From the listing below, select every line containing the string "grass" and reproduce each one in full.

+ + + +

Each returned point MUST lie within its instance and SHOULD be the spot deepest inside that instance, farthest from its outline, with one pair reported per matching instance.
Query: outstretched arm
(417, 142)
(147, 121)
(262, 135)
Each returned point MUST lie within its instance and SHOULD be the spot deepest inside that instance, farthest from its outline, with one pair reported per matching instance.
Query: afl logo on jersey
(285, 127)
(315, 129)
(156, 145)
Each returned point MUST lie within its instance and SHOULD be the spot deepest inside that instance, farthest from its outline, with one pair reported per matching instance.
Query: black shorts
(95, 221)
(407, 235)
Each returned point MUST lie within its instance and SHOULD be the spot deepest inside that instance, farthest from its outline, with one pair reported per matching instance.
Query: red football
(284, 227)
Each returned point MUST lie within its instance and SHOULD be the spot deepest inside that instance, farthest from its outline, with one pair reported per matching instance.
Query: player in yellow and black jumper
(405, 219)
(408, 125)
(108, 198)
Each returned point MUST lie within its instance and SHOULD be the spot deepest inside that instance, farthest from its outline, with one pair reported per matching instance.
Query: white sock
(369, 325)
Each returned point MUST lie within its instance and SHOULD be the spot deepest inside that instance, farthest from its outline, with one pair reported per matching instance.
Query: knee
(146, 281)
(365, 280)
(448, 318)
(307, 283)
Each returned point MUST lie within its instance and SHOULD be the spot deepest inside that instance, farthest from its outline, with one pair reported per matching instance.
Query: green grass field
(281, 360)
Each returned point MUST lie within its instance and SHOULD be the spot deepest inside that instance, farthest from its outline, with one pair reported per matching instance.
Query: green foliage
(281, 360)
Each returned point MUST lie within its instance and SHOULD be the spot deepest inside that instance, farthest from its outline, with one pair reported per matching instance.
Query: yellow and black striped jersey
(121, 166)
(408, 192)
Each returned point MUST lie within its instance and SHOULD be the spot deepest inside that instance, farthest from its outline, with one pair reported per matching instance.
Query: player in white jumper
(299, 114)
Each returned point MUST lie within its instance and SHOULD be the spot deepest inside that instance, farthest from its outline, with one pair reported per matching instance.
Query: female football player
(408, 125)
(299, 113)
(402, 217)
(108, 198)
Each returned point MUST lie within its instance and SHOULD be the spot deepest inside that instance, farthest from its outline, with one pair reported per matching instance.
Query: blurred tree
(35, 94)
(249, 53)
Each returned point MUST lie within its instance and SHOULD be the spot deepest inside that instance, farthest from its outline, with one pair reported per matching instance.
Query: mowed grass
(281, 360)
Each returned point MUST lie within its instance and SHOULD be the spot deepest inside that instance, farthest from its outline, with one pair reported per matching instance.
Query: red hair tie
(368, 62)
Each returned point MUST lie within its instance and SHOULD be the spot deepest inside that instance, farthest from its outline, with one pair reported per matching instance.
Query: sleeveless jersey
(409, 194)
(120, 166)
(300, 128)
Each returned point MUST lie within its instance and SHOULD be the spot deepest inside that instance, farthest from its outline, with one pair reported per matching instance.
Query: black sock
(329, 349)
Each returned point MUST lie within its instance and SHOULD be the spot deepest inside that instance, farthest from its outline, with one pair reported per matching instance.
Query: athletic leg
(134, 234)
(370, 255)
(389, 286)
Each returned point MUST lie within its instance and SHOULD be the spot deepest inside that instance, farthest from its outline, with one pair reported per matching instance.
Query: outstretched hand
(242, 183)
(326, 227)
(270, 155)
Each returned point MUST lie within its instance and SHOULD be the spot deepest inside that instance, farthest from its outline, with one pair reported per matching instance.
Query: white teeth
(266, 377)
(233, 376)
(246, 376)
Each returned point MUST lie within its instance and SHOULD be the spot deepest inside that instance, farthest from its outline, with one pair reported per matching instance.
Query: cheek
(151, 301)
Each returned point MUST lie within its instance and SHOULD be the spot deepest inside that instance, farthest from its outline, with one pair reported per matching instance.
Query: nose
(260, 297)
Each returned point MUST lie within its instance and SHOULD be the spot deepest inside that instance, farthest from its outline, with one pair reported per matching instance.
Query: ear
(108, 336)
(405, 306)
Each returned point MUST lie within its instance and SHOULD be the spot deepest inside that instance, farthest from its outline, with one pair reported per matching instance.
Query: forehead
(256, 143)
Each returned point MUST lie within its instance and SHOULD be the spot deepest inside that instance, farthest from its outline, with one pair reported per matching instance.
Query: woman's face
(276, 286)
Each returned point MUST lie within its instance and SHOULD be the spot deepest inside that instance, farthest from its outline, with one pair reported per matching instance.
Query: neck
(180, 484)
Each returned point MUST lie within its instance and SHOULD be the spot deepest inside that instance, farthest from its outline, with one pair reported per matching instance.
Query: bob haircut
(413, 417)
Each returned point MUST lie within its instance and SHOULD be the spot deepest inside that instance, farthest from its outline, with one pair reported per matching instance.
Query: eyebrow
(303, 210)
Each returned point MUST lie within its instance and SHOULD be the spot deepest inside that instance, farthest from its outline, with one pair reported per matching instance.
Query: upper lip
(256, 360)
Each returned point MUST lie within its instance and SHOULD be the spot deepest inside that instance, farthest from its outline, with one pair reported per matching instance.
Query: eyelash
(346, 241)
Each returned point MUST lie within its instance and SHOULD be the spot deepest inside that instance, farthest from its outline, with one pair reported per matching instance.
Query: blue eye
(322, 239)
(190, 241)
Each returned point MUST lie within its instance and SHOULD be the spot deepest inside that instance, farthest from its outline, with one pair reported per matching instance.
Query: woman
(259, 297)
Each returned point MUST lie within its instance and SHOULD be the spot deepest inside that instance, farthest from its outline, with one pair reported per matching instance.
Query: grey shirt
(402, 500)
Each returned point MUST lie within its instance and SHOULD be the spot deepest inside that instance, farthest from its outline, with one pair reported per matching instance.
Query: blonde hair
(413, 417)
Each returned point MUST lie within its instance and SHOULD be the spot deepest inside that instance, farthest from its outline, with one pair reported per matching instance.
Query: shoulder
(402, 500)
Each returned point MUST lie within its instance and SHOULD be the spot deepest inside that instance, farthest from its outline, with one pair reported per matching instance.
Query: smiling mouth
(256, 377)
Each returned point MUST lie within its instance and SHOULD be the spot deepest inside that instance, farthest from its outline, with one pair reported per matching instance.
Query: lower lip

+ + + +

--- EXERCISE SOLUTION ---
Query: green grass field
Query: mowed grass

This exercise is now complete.